[Task]: Could you recast every line of the records below as a numbered list, leaving out the blank lines?

* start Data lines *

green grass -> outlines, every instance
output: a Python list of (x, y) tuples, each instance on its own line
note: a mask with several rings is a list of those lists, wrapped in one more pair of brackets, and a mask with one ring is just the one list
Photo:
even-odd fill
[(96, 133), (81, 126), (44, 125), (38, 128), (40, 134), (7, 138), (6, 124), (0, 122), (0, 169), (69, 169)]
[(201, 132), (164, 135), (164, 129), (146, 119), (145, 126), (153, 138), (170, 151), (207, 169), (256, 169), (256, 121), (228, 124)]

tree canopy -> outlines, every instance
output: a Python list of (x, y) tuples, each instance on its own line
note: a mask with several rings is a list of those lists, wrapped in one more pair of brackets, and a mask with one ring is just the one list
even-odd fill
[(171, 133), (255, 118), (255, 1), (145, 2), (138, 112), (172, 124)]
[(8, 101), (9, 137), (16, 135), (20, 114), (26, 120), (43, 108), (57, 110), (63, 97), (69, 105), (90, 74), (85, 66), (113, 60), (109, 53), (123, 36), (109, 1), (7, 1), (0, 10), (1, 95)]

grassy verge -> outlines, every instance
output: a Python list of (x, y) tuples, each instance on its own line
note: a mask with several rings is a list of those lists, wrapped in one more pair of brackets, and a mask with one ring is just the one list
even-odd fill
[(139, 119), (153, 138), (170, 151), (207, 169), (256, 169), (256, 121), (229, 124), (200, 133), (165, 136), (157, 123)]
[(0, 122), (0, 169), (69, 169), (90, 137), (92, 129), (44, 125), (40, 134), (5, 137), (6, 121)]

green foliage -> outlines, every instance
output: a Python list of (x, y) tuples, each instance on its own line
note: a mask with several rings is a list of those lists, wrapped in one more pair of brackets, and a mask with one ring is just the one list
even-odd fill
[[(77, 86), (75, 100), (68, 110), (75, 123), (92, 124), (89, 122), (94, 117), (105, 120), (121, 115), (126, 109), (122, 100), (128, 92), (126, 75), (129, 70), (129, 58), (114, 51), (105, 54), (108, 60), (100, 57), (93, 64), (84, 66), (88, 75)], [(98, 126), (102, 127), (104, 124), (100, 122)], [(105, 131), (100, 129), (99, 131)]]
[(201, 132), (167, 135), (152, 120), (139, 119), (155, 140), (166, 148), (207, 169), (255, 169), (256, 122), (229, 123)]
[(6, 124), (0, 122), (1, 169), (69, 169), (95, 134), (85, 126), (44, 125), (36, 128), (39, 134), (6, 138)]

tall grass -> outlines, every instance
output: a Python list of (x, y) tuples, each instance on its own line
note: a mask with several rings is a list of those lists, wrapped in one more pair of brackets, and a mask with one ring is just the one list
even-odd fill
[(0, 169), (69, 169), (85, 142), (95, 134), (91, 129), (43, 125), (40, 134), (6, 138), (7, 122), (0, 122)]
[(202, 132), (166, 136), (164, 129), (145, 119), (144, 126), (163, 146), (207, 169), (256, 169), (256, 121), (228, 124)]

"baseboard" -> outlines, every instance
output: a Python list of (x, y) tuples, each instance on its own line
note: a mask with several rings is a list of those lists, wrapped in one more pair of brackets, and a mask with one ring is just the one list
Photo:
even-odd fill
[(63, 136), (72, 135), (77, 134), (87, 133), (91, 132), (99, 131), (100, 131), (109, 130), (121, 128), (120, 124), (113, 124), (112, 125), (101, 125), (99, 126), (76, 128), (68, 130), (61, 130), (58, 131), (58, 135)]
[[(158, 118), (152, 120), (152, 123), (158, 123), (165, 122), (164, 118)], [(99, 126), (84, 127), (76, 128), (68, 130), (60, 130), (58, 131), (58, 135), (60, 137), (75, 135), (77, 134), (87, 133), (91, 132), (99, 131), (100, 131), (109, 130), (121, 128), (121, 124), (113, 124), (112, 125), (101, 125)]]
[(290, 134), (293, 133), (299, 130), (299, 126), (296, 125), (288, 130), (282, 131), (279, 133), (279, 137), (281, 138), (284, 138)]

* end Data lines *

[Solution below]:
1. green grass -> outlines, every instance
2. output: a Python list of (x, y) tuples, each instance on its own line
3. note: a mask with several rings is a list of those lists, wrapped in one more pair of brackets, and a mask with one ring is just the one list
4. Photo:
5. even-odd fill
6. [(96, 133), (81, 126), (44, 125), (38, 128), (40, 134), (7, 138), (6, 124), (0, 122), (0, 169), (69, 169)]
7. [(201, 132), (164, 135), (164, 129), (146, 119), (145, 126), (153, 138), (170, 151), (207, 169), (256, 169), (256, 121), (228, 124)]
8. tree canopy -> outlines, every instance
9. output: a Python list of (x, y) tuples, each instance on its own line
10. note: a mask with several rings is a list of those lists, wrapped in one more pair of brackets, and a mask with one ring is just the one list
11. even-odd fill
12. [(171, 133), (255, 118), (255, 1), (145, 2), (138, 112), (172, 124)]
13. [(8, 101), (9, 137), (16, 135), (20, 114), (26, 120), (43, 108), (57, 110), (63, 97), (69, 105), (90, 74), (85, 66), (113, 60), (109, 53), (123, 36), (109, 1), (7, 1), (0, 10), (1, 95)]
14. grassy verge -> outlines, every instance
15. output: a Python list of (x, y) tuples, each instance on its own line
16. note: a mask with several rings is a list of those lists, wrapped in one more pair of brackets, and a mask with one ring is just the one list
17. even-odd fill
18. [(139, 119), (153, 138), (170, 151), (207, 169), (256, 169), (256, 121), (229, 124), (200, 133), (165, 136), (157, 123)]
19. [(0, 122), (0, 169), (69, 169), (90, 137), (92, 129), (44, 125), (40, 134), (5, 137), (6, 121)]
20. green foliage -> outlines, every instance
21. output: a Python list of (x, y) tuples, each instance on its own line
22. note: a mask with several rings is a list of those lists, wrapped in one more pair of brackets, and a mask with one ring is just the one list
23. even-odd fill
24. [[(77, 86), (75, 100), (68, 110), (75, 123), (92, 124), (89, 122), (94, 117), (105, 120), (121, 115), (126, 109), (122, 100), (128, 92), (126, 75), (129, 70), (129, 58), (114, 51), (105, 54), (108, 60), (100, 57), (93, 64), (84, 66), (88, 75)], [(98, 126), (102, 127), (104, 124), (100, 122)], [(105, 131), (100, 129), (99, 131)]]
25. [(201, 132), (167, 135), (152, 120), (139, 119), (155, 140), (166, 148), (207, 169), (255, 169), (256, 122), (229, 123)]
26. [(6, 124), (0, 122), (1, 169), (69, 169), (95, 134), (85, 126), (44, 125), (36, 128), (39, 134), (6, 138)]
27. tall grass -> outlines, every instance
28. output: a Python list of (x, y) tuples, each instance on its own line
29. note: a mask with several rings is a list of those lists, wrapped in one more pair of brackets, and a mask with one ring is just the one list
30. even-odd fill
31. [(0, 169), (69, 169), (85, 142), (95, 134), (91, 129), (43, 125), (40, 134), (6, 138), (7, 122), (0, 122)]
32. [(202, 132), (166, 136), (164, 129), (145, 119), (144, 126), (163, 146), (207, 169), (256, 169), (256, 121), (228, 124)]
33. "baseboard" -> outlines, every instance
34. output: a Python list of (x, y) tuples, each instance on its own line
35. note: a mask with several rings is a list of those lists, wrapped in one more pair of brackets, and a mask with one ring is just the one list
36. Photo:
37. even-odd fill
38. [(63, 136), (72, 135), (77, 134), (87, 133), (91, 132), (99, 131), (100, 131), (109, 130), (121, 128), (120, 124), (113, 124), (112, 125), (101, 125), (99, 126), (76, 128), (68, 130), (61, 130), (58, 131), (58, 135)]
39. [[(158, 118), (152, 120), (152, 123), (158, 123), (165, 122), (164, 118)], [(99, 126), (84, 127), (76, 128), (68, 130), (60, 130), (58, 131), (58, 135), (60, 137), (75, 135), (77, 134), (87, 133), (91, 132), (99, 131), (100, 131), (109, 130), (121, 128), (121, 124), (113, 124), (112, 125), (101, 125)]]
40. [(290, 134), (293, 133), (299, 130), (299, 126), (296, 125), (288, 130), (282, 131), (279, 133), (279, 137), (281, 138), (284, 138)]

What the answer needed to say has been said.